:: Extract provided

Michigan Mother Starts Music Camp to Honor Son’s Legacy

Daily Point of Light # 5937 Feb 15, 2017

Losing a child is every parent’s worst nightmare. Judy Winter’s youngest child and only son, Eric, had cerebral palsy and passed away at the age of 12. While it would have been easy for grief to overcome her, this mother was tenacious in her resolve to honor her son’s legacy.

Among Eric’s many gifts was his remarkable musical ability, discovered at age 3. Soon after his passing, Winter, her husband, and camp director Cindy Edgerton founded RicStar’s Camp, a day camp that provides life-changing opportunities for musical expression, movement, performance, and social interaction for individuals of all ages and disabilities and their siblings.

The Eric ‘RicStar’ Winter Music Therapy Camp, better known as RicStar’s Camp, is held each summer as a part of the music therapy program at the Michigan State University Community Music School. In 2003, the first RicStar’s Camp welcomed 46 campers for three days using $10,000 in memorial funds donated to honor Eric’s memory. This past summer, 107 campers attended for six days. “Our camp provides access to the researched-backed benefits of music therapy for a population too often marginalized, underserved, undervalued, and undersocialized,” says Winter. “Many campers would be unable to afford music therapy on their own, but we never turn anyone away because of their disability or financial need.” This year, $6,017.50 in scholarships was provided to almost half of the campers. Winter’s primary volunteer camp role has been in the areas of fund-raising, community outreach, media, public speaking, marketing, and new camp programs.

::::
:: Extracted entries

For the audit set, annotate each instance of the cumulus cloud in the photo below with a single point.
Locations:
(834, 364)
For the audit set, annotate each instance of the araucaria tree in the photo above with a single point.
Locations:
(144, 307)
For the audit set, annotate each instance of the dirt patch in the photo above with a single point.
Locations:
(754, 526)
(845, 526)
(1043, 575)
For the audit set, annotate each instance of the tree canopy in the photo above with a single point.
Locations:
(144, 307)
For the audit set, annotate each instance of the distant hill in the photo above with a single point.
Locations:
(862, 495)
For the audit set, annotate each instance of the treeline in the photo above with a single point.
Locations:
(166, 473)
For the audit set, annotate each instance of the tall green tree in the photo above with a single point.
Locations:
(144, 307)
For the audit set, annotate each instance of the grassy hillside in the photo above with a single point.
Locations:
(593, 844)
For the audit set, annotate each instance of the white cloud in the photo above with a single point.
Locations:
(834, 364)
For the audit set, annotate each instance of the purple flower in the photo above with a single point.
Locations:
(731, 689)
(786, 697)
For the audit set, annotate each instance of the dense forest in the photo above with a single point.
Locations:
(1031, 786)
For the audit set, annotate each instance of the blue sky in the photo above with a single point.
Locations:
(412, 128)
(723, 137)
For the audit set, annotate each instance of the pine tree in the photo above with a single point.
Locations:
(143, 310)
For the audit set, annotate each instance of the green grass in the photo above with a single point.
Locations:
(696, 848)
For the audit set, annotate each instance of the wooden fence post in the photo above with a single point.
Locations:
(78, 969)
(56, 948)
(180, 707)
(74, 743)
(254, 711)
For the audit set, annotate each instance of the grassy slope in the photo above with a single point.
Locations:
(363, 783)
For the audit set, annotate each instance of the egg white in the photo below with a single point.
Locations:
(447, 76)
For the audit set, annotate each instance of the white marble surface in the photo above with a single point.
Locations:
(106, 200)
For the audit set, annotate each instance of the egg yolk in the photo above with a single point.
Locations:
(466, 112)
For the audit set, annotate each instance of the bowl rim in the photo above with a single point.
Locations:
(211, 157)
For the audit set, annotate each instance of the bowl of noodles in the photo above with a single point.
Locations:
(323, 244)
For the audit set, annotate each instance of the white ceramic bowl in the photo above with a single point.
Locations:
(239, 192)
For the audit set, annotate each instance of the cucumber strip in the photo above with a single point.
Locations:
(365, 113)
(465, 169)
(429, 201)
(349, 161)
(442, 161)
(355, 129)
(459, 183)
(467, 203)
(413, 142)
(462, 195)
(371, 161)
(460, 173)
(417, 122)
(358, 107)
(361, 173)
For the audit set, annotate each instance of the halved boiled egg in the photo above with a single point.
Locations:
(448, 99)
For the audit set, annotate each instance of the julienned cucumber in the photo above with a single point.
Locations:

::::
:: Extracted entries

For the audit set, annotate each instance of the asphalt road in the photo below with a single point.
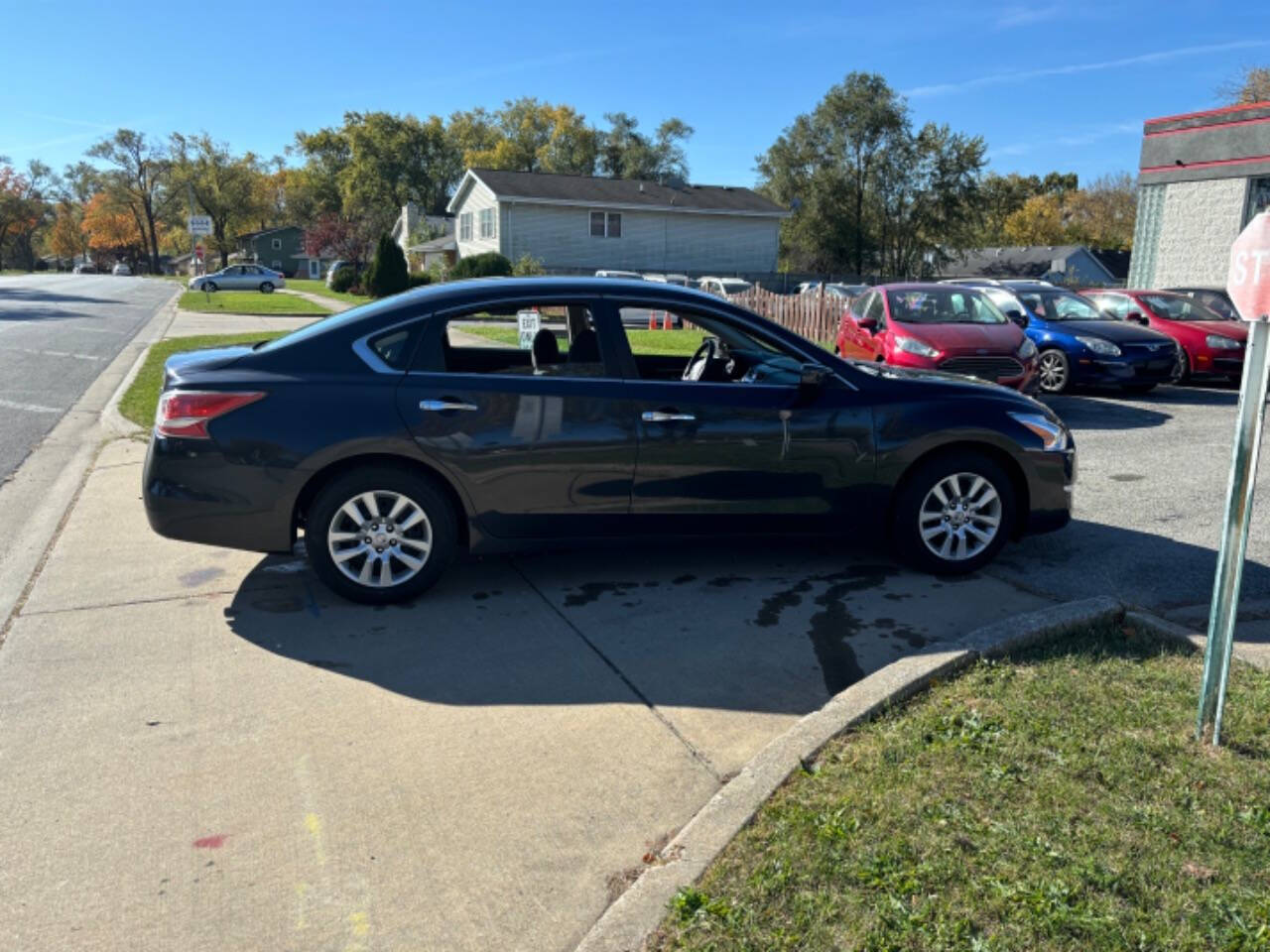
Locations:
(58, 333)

::::
:: Extracted entries

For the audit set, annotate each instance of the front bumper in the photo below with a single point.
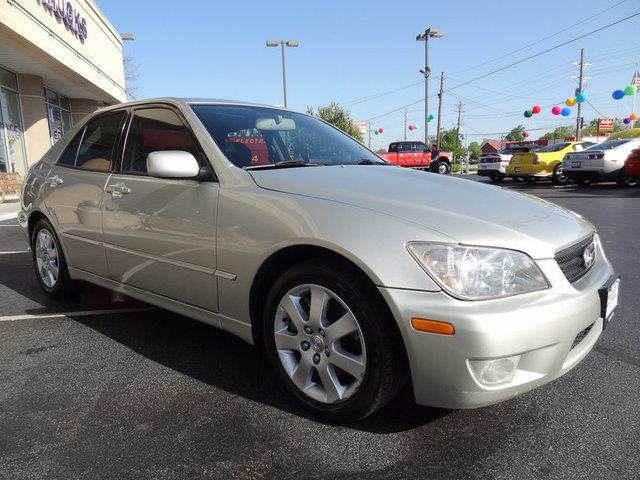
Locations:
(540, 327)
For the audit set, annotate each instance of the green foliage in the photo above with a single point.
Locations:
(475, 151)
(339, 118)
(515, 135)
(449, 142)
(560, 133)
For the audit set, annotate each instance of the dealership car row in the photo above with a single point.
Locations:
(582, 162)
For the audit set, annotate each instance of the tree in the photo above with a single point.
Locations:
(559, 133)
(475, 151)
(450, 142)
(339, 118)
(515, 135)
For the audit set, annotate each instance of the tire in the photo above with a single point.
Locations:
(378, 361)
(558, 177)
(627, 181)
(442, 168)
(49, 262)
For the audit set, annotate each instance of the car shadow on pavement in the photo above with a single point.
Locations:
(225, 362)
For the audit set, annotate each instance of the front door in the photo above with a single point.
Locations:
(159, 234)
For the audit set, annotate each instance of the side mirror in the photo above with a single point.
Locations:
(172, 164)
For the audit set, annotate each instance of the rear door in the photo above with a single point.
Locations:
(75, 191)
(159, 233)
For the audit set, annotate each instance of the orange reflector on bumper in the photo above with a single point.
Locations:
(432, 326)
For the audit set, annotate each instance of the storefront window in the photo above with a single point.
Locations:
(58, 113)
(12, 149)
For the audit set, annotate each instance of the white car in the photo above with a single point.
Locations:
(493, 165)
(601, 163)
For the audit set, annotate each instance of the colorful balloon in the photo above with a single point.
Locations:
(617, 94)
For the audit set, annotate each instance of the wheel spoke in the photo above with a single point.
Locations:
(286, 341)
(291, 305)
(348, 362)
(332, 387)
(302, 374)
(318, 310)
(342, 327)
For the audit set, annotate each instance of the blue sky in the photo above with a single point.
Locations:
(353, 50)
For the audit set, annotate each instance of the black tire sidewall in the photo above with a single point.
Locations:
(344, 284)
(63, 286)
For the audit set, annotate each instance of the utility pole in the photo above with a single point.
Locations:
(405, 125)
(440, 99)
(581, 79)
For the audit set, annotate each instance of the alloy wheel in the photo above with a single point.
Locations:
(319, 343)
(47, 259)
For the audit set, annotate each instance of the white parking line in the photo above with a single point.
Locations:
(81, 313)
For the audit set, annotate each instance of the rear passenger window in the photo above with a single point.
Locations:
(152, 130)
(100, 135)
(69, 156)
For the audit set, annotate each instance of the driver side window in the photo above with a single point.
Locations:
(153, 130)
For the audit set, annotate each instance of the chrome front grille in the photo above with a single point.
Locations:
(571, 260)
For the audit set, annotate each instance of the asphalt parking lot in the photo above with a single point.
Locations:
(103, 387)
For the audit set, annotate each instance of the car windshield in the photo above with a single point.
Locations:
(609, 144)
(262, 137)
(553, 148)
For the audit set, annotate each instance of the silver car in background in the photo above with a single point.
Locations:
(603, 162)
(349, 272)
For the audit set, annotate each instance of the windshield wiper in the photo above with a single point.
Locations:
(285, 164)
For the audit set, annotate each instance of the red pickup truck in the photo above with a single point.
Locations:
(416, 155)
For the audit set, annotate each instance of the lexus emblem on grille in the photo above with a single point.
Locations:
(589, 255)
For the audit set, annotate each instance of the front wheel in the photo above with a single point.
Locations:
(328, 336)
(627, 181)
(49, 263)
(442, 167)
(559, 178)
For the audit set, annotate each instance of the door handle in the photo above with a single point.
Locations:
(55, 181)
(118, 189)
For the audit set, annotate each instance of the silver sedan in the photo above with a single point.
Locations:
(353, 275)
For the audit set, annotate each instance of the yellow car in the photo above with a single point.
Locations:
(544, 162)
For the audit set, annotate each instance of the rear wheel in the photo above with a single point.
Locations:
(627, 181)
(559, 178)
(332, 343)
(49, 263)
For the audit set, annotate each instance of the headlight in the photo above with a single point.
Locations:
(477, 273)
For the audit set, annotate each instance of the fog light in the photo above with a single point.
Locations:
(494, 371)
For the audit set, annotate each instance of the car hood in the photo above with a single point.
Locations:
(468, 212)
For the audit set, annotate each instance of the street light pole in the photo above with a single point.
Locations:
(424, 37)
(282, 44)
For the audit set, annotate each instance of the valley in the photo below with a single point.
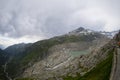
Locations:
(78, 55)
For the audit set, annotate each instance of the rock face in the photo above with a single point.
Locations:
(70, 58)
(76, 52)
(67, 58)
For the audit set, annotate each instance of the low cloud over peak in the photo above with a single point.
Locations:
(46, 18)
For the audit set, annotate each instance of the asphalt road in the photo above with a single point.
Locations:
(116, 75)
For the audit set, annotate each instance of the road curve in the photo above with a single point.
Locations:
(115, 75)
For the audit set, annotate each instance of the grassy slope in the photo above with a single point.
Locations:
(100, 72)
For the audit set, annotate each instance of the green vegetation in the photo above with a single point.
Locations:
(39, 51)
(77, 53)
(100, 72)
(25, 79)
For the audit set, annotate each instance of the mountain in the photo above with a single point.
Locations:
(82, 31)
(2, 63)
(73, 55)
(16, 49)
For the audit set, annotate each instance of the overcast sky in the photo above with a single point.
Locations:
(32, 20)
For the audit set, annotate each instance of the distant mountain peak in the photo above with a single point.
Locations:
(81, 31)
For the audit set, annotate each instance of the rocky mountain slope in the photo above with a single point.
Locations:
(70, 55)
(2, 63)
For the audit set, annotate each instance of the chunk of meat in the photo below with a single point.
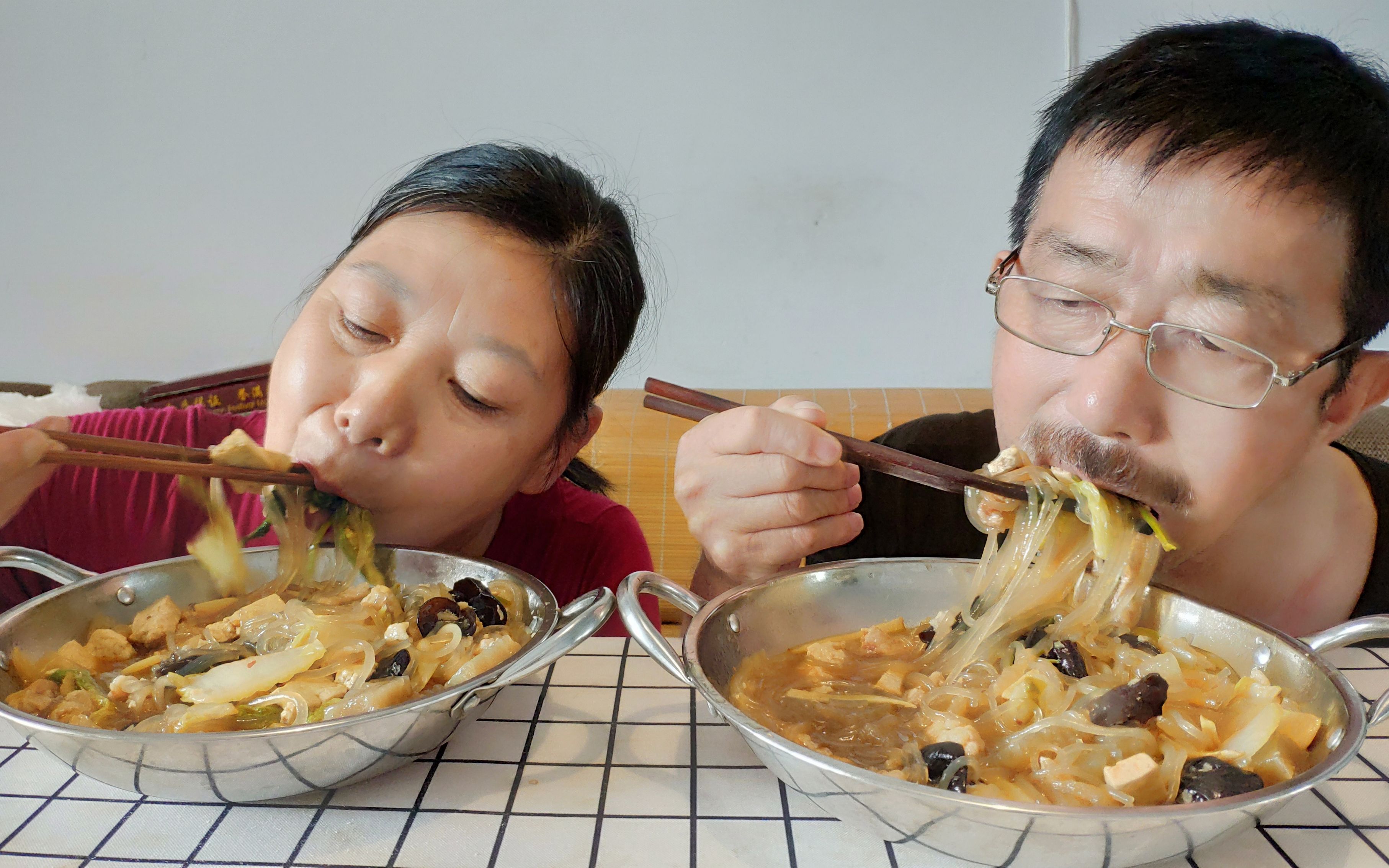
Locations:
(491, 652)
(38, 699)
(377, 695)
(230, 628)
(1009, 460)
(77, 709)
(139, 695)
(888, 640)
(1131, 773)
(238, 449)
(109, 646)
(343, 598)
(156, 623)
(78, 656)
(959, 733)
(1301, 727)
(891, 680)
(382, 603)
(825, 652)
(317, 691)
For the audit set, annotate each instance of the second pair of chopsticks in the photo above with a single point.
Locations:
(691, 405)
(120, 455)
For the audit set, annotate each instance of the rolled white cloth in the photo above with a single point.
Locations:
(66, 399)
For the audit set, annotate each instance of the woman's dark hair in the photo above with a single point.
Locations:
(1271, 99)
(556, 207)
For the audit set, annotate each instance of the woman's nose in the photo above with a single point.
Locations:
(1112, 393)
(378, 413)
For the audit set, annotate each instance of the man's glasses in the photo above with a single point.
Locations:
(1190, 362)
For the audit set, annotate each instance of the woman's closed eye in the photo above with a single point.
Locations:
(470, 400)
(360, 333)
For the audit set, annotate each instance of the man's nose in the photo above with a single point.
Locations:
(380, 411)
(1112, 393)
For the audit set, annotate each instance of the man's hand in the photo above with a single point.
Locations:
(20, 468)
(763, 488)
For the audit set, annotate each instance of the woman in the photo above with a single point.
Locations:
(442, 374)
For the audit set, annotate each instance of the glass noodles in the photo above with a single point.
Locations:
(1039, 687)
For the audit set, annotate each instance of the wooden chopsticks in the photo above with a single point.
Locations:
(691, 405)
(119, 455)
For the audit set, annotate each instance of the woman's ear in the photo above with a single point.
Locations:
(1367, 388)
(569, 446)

::::

Go on with the article about RicStar's Camp, starting right after its last sentence. The lines above were taken from a different source than the text.

**Output**
RicStar’s Camp offers several activities, including songwriting, guitar jam, dance, percussion, vocal group, guest performers, rock ’n’ roll combo, silly sing-along, and an end-of-camp showcase in which everyone performs. “Most of these children and adults have never performed on stage,” says Winter. “When parents see their children on stage for the first time, their reaction is priceless.”

RicStar’s Camp is changing lives, as evidenced by stories of success. One day an adult male with autism who didn’t speak said “Hello, Judy Winter” to the camp founder; a young man from Canada has gone on to pursue music therapy studies with the director of RicStar’s Camp at MSU and is looking to bring music therapy to his community; parents express heartfelt appreciation of Winter for creating a place where their children feel welcomed and equal. On a personal note, Winter says, “RicStar’s Camp has helped heal this grieving mother’s heart and taken the sting out of life’s greatest loss.”

Judy Winter with a budding musician from RicStar's Camp./Courtesy Judy Winter

The miraculous happened at RicStar’s Camp in 2003 when 4-year-old Payton Schofield was so moved by the music therapy session she was in that she stood up on her own and began participating. “It was amazing,” says her mother, Tracy. “She had never done anything, and now she was interacting.” A participant at all 14 RicStar Camps, Payton now walks in to camp of her own accord every year. “And her brother, who is non-disabled, has been allowed to participate with her and now serves as a buddy-up for another camper.”

RicStar’s Camp focuses on what campers can do, rather than what they can’t—a concept, says Winter, rarely found at other programs that serve those with disabilities. “We focus on nurturing and celebrating individual abilities and breaking down barriers and stereotypes,” says Winter. Other communities are beginning to emulate Winter’s RicStar’s Camp model, including one recently held in Ann Arbor, Michigan.